Which lines in the records below contain the string "silhouetted"? Select and copy each of those lines, treating uppercase and lowercase as different.
= = = = = = =
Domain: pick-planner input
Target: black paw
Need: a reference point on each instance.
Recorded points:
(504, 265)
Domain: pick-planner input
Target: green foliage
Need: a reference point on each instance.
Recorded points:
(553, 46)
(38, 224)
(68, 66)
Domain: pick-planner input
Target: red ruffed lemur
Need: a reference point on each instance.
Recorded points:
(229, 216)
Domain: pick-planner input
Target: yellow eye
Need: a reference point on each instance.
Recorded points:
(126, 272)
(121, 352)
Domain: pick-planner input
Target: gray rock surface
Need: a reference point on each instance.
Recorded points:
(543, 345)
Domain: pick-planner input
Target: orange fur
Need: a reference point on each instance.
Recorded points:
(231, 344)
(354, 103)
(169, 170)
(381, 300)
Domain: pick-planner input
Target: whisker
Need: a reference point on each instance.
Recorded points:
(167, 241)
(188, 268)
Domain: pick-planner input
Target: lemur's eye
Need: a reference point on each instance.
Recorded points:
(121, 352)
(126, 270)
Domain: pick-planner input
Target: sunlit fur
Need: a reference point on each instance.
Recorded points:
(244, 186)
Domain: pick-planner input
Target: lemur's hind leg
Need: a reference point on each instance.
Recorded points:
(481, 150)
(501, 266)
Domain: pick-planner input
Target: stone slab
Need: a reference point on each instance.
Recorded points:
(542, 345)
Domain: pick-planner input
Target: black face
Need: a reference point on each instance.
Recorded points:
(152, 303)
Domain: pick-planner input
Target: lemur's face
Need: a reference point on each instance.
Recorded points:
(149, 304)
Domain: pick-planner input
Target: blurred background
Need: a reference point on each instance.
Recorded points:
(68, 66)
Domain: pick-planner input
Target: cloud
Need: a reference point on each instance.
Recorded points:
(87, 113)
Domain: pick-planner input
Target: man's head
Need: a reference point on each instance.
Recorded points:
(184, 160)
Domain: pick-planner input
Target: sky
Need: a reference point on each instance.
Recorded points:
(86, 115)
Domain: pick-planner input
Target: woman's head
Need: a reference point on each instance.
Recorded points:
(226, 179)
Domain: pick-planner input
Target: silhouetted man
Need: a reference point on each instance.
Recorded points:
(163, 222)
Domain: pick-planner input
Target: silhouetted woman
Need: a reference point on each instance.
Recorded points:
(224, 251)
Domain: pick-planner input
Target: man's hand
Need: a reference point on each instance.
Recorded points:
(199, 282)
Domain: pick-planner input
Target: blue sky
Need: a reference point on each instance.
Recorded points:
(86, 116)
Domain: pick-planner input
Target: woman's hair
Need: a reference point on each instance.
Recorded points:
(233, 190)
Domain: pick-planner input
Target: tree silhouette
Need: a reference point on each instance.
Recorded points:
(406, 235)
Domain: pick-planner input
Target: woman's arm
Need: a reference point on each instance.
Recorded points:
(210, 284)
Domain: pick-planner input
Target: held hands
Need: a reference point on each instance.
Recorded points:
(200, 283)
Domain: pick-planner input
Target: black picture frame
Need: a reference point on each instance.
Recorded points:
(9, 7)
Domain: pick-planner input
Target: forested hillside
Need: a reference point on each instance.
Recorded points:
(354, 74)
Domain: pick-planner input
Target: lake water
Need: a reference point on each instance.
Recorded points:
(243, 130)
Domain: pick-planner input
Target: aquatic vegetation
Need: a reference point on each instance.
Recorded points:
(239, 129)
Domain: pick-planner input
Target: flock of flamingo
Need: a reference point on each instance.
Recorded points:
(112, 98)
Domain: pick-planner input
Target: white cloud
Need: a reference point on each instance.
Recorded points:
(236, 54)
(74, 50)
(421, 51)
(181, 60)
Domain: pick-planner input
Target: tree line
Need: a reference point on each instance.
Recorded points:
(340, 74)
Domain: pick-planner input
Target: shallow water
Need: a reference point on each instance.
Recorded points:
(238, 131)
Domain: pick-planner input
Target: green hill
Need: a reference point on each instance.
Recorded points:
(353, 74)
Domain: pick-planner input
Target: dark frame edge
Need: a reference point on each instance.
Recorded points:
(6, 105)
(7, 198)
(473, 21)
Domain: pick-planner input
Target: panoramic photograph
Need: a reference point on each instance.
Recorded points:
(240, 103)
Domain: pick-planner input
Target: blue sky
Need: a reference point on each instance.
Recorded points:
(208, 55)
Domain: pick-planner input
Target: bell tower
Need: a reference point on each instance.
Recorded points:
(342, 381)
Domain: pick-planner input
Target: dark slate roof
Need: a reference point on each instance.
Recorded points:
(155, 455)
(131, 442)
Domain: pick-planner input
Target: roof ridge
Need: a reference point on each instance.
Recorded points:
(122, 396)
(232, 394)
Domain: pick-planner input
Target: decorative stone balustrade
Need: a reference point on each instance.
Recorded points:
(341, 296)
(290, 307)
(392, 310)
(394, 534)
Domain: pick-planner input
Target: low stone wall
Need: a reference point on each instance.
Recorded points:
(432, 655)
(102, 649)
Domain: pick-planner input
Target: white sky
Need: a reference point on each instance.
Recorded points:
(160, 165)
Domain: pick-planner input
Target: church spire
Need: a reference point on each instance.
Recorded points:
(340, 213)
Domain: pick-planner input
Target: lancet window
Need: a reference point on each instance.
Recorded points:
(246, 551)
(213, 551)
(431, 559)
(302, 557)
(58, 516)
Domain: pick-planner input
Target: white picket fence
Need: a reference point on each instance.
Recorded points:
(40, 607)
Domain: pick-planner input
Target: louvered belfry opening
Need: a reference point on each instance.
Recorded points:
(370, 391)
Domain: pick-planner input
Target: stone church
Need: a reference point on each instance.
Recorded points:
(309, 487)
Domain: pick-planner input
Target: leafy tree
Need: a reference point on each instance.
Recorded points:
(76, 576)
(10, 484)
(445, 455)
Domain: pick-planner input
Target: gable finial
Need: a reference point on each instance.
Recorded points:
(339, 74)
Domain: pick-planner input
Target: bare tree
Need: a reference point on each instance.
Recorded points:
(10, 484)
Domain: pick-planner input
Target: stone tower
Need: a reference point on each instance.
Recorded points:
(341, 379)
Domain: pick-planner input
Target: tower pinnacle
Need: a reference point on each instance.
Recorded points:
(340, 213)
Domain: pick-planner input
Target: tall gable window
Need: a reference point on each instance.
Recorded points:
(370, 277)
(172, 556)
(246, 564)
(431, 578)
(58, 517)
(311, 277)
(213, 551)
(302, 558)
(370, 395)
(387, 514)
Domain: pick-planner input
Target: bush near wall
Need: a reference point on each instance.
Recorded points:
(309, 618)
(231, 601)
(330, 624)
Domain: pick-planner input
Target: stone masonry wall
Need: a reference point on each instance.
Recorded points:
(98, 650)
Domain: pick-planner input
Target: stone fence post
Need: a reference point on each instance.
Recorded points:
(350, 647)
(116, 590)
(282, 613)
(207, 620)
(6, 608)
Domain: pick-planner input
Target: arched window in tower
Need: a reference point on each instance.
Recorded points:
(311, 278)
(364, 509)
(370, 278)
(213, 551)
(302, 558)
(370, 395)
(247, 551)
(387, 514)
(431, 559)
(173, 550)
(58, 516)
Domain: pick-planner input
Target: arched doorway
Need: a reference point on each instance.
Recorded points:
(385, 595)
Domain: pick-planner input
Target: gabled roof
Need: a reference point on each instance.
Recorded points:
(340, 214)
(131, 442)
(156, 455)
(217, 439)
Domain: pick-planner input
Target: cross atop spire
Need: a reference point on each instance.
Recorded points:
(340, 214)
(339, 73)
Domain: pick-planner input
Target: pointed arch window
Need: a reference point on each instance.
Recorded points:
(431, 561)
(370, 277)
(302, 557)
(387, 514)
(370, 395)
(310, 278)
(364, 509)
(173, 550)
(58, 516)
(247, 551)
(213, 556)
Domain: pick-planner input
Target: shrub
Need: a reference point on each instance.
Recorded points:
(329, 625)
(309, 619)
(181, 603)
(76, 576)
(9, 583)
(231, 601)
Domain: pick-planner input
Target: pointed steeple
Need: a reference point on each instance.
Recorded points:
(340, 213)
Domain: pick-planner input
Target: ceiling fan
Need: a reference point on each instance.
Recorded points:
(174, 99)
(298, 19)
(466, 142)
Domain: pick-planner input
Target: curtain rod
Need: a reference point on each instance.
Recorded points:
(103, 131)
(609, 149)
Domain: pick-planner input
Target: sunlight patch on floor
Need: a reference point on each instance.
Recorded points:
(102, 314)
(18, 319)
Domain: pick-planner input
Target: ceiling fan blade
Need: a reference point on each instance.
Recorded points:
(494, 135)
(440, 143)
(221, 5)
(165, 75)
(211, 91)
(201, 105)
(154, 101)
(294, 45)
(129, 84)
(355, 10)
= = = = = = =
## Task response:
Target: silhouetted man
Target: silhouetted woman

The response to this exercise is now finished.